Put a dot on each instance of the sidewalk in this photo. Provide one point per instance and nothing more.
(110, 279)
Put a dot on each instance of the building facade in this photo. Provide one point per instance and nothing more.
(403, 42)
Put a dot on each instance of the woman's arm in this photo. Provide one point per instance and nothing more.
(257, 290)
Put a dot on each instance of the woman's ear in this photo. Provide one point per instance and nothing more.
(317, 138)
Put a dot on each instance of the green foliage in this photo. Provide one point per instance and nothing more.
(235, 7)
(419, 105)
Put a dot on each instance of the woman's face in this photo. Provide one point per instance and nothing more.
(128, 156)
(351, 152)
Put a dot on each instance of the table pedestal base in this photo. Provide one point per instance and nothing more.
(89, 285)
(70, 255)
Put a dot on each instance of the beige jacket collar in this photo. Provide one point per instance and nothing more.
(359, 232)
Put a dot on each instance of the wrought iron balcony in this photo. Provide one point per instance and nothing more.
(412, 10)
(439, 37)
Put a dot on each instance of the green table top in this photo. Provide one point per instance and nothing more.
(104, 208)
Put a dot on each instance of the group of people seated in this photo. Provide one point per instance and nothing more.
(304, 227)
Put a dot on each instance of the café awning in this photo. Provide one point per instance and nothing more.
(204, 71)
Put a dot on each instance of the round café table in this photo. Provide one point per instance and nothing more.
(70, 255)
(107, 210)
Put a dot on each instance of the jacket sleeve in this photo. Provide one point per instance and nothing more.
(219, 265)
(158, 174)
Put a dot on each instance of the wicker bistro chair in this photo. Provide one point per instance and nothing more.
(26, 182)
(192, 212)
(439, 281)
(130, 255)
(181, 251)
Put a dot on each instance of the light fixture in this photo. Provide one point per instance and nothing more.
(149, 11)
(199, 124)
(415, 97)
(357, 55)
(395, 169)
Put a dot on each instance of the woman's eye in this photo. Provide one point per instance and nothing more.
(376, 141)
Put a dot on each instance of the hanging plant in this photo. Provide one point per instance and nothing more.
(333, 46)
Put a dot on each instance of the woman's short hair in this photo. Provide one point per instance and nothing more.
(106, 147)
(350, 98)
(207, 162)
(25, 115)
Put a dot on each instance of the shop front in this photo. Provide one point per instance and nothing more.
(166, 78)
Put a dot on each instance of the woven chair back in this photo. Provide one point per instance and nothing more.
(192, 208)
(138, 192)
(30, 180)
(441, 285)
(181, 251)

WHAT YOU NEED TO DO →
Each line of the listing must be transcribed precisely as it appears.

SOLUTION TO THE PROBLEM →
Put a dot on each instance of the sidewalk in this photo. Provide one point per instance and nothing more.
(110, 279)
Put a dot on each instance of the building facade in this photo. Provide one point per instance and nothing more.
(403, 42)
Put a dot on each instance of the woman's arm in this photo. Provide one point per instance and nothing more.
(257, 290)
Put a dot on each instance of the woman's ear in this photo. Provide one point per instance and nothing more.
(317, 138)
Put a dot on each instance of the green foliage in this photo. Provide one point per instance and nothing more.
(235, 7)
(419, 105)
Put a dot on each instance of the woman's face in this photo. Provide one point per instance and nothing more.
(128, 156)
(351, 152)
Put a dot on each instance of the table pedestal base in this photo. Provide one point per instance and nothing more.
(89, 285)
(70, 255)
Put a dot on each instance of the beige jacket collar in this photo. Provide one point per instance and nothing more.
(359, 232)
Put a dot on each instance of the wrought iron balcony in this photo. Provide one point per instance and nothing more.
(412, 10)
(439, 37)
Put a dot on each instance of the green table top in this photo. Provide one point per instance and nothing more.
(104, 208)
Put a dot on each instance of the group of people seated in this photo. Provide one point per instance and nothing more.
(304, 227)
Put a dot on each instance of the café awning in this photo. Provide one point per instance and nothing more.
(204, 71)
Put a dot on each instance of the round café table in this photo. Provide one point per instance and nothing more.
(70, 255)
(107, 210)
Put a dot on each instance of the jacket sleeve in this photo. Provide one point per instance and nothing more.
(219, 265)
(158, 174)
Put a dot on each instance of the wicker bistro chair in this photo. Provide one point per instance and nothing more.
(26, 182)
(192, 212)
(439, 281)
(130, 255)
(181, 251)
Put a dot on each instance of the light fixture in this photo. Provide one point per instance and nothing more.
(149, 11)
(199, 124)
(415, 97)
(357, 55)
(395, 169)
Put a dot on each instance of the woman's eye in this photo. Provide one point per instance and nothing more.
(376, 141)
Put a dot on each instance of the hanging plant in this photo. Provide one point per instance and nothing more.
(333, 46)
Put a dot on each instance of the woman's short hair in this photo. Provide one point per instance and nothing more.
(106, 147)
(350, 98)
(207, 162)
(25, 115)
Put a dot on each instance of the shop front in this photo. Provide one point per instance and nothing more.
(166, 78)
Put a dot on each instance of the woven chair back in this photo. Provide one point per instance and nothing more.
(192, 208)
(138, 192)
(30, 180)
(441, 285)
(181, 251)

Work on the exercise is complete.